## [PROVIDED ENTRIES]
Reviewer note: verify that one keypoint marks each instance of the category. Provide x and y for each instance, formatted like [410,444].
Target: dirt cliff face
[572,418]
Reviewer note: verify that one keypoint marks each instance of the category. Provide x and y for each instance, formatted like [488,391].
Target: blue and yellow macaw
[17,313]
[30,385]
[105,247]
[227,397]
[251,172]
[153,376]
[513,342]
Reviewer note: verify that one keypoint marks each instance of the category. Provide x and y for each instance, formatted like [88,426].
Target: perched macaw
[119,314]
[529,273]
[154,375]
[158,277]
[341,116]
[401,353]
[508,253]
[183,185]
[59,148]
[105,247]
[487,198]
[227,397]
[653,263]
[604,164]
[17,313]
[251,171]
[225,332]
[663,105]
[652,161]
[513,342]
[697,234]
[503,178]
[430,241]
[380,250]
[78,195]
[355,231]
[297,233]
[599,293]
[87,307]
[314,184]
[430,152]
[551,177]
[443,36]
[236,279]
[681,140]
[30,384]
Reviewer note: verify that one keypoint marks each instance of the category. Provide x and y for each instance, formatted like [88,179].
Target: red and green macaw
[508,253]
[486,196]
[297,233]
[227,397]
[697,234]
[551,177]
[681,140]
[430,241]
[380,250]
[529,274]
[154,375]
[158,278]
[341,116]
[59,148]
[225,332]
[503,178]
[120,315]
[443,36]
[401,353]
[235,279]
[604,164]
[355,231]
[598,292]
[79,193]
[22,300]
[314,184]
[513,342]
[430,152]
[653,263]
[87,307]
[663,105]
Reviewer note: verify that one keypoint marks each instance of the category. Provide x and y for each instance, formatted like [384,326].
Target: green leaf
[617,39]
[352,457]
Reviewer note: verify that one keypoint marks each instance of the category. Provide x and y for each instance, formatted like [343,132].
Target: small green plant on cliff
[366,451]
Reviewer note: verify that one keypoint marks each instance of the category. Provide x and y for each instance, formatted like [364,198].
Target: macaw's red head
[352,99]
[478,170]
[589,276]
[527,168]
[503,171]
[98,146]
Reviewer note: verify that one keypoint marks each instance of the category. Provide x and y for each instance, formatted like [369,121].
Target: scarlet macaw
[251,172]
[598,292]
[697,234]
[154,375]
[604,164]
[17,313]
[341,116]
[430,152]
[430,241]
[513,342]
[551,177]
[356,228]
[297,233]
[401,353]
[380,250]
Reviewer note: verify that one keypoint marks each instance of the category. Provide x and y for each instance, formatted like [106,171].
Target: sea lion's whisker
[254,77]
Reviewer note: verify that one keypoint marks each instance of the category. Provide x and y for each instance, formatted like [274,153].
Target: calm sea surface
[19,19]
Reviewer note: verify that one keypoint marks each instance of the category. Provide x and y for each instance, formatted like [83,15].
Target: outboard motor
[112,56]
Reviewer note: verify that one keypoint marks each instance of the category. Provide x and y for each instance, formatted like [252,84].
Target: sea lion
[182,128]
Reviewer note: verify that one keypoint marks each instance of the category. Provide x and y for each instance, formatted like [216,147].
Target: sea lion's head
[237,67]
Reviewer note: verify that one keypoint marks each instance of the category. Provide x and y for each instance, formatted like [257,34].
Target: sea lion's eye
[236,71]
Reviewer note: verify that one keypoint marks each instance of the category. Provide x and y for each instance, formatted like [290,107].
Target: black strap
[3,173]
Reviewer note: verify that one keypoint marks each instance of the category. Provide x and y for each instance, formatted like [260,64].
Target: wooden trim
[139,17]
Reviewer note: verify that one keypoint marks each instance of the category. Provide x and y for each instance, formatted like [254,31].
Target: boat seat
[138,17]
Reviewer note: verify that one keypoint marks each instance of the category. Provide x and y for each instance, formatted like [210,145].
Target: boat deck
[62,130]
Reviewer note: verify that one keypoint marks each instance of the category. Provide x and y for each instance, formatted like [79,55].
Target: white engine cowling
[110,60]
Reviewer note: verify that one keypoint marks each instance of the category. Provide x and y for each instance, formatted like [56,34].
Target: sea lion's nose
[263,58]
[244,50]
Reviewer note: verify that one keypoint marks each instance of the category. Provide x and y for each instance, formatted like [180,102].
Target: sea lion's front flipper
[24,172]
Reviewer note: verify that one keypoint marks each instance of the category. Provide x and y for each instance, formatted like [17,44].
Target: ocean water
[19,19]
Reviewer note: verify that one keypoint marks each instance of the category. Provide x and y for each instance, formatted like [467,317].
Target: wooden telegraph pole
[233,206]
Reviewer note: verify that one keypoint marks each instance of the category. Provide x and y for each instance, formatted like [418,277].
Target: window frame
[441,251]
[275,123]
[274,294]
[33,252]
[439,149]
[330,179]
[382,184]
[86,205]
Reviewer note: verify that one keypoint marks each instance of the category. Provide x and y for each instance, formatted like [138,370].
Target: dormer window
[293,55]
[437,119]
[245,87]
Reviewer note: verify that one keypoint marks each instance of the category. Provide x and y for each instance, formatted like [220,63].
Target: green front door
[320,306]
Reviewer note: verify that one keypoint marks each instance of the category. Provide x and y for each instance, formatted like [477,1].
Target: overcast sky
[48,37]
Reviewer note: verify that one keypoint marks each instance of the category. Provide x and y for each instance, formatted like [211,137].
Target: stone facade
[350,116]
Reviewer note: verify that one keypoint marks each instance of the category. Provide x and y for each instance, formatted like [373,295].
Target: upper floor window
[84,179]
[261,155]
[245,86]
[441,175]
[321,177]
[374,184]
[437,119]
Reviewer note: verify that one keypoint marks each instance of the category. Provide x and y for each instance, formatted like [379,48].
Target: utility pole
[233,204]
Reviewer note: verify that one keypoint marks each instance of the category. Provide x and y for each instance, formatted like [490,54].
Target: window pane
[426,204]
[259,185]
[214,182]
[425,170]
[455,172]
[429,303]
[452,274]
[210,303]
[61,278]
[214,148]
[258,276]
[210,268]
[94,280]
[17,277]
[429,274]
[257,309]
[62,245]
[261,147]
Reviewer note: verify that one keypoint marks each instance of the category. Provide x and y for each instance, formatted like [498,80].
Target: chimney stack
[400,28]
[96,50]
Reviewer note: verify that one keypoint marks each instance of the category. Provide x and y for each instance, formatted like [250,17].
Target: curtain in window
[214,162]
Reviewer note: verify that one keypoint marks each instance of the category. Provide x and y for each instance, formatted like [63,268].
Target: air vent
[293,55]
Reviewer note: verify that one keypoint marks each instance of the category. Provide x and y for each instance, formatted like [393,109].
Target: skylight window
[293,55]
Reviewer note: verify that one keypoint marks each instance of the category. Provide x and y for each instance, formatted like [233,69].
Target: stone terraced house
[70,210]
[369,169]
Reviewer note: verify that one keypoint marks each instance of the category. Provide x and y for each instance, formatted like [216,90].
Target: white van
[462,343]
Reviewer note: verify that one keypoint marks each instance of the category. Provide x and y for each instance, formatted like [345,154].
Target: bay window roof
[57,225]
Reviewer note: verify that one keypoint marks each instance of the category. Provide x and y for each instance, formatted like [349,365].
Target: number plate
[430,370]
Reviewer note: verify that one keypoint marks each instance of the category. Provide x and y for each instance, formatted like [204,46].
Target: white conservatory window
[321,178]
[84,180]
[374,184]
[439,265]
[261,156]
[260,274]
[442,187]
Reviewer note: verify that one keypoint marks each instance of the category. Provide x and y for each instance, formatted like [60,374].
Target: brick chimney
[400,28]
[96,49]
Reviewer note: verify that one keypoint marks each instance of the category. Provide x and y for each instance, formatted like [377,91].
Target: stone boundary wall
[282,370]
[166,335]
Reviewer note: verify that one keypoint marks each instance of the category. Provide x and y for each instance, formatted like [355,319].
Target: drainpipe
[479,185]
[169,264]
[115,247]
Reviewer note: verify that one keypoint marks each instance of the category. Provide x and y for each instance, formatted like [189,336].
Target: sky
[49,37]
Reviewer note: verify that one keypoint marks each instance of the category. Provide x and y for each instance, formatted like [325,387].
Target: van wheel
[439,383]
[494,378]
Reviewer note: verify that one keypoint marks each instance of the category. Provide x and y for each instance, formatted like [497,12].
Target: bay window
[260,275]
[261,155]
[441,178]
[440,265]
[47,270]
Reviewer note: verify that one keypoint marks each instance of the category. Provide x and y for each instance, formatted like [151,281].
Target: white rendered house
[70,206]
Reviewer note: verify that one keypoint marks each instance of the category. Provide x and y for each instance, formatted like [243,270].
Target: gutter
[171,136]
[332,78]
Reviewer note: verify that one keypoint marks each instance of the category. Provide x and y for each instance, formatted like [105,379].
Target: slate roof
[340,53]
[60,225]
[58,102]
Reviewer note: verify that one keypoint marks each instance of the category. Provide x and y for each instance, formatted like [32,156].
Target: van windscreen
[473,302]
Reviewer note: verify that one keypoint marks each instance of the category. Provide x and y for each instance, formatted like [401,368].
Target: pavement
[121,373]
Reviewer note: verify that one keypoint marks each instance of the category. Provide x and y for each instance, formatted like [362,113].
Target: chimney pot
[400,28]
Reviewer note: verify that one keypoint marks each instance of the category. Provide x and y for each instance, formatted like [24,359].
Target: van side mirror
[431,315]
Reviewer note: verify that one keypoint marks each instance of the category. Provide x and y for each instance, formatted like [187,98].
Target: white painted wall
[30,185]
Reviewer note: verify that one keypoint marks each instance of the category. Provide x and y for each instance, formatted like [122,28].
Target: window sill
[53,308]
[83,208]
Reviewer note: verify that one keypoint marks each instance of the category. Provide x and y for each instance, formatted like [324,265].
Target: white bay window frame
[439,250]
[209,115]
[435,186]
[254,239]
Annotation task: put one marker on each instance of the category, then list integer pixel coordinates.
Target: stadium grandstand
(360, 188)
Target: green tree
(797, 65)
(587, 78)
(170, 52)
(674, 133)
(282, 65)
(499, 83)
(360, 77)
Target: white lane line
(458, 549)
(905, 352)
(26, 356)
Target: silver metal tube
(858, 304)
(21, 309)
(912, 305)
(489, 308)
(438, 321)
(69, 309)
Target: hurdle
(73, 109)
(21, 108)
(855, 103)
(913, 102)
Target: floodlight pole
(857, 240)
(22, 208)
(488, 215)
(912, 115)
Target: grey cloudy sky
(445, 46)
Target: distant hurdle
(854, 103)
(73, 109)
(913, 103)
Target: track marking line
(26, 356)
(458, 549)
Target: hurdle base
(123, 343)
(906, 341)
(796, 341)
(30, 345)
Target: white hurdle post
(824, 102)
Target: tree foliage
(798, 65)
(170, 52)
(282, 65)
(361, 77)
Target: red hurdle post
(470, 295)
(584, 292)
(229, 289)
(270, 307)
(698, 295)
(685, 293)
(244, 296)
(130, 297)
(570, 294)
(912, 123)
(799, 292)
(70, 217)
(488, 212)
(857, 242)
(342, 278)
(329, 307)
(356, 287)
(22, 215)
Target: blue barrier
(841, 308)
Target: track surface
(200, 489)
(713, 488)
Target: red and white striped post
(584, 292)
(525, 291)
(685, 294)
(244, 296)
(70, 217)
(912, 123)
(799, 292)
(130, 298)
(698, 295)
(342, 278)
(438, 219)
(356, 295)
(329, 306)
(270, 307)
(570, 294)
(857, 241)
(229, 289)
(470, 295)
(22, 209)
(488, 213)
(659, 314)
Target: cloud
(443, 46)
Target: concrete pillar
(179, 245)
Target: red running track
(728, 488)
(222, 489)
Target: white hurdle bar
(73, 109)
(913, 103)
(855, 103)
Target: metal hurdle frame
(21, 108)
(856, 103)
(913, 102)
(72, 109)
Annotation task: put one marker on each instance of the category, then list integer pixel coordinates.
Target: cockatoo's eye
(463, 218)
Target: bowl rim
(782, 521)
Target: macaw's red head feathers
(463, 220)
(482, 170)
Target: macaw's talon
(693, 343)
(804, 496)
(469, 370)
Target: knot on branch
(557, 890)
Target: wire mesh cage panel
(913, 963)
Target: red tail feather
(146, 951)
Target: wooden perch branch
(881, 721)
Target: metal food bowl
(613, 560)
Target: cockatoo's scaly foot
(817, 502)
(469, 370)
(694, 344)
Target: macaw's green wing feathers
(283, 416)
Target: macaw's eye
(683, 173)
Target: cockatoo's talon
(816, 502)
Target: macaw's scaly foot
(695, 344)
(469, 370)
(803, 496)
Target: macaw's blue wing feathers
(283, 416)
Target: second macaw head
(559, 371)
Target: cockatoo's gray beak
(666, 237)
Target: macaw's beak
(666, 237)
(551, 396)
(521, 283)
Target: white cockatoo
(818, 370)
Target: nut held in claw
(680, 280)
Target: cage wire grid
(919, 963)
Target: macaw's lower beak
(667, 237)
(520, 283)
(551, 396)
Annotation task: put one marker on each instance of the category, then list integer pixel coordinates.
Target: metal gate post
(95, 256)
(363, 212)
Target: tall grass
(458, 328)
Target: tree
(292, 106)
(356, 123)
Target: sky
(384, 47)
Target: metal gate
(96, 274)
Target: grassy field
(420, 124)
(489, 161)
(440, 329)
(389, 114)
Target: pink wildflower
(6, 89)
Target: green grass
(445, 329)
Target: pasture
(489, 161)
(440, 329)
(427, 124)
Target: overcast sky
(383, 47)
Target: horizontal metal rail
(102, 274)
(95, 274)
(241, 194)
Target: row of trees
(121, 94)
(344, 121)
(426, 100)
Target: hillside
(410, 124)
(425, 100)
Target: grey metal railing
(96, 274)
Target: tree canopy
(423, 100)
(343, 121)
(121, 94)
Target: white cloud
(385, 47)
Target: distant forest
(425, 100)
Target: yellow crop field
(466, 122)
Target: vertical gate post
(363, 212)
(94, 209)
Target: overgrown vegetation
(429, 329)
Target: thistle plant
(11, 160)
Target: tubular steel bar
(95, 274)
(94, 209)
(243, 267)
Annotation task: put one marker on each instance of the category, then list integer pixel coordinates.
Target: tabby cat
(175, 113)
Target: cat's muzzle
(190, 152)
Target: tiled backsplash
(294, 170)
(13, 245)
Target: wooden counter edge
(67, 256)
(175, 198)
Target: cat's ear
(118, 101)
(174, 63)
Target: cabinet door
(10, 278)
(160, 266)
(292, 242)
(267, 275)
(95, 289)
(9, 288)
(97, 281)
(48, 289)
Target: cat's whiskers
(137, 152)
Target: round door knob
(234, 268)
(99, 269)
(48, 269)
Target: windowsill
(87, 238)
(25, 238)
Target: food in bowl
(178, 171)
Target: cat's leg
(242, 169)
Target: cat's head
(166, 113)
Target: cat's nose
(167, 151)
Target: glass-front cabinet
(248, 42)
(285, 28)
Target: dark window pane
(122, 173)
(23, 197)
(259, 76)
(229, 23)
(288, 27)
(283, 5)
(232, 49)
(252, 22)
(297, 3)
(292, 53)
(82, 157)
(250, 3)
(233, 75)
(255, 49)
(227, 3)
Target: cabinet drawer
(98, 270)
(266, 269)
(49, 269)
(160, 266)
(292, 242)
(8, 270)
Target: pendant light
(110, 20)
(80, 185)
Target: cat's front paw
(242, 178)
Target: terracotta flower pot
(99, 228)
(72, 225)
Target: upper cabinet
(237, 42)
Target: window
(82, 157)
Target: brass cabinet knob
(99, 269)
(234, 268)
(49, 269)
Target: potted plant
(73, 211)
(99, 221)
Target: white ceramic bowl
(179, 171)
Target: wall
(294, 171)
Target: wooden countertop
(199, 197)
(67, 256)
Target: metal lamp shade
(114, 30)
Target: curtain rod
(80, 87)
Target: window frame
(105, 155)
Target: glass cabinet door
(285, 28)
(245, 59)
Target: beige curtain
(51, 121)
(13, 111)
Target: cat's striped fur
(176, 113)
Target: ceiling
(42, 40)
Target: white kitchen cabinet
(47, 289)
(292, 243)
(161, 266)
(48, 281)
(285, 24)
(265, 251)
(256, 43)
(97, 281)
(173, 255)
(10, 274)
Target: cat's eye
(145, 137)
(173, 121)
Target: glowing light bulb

## [WHAT IS EXPECTED]
Could you write out the stretch from the line containing "Target: white kitchen cabinet" through the end of the listing again, replacing "glowing" with "lit" and leaving everything else unchanged?

## [THE RESPONSE]
Target: white kitchen cabinet
(47, 289)
(292, 243)
(161, 266)
(48, 281)
(285, 24)
(265, 251)
(256, 43)
(97, 281)
(173, 255)
(10, 274)
Target: cat's eye
(145, 137)
(173, 121)
Target: lit light bulb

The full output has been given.